■ BRIEF ■
In the items below, rename "keypoint" to "marker" wherever it appears, and leave everything else unchanged.

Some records
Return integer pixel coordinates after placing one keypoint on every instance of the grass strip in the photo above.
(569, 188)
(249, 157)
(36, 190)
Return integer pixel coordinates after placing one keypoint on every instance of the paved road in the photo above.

■ THE COMPLETED TASK ■
Return integer pixel coordinates after placing one marker on every instance of the grass strip in the photo above.
(569, 188)
(249, 157)
(36, 190)
Return integer pixel coordinates after placing one marker on every instance of the paved road in the photo above.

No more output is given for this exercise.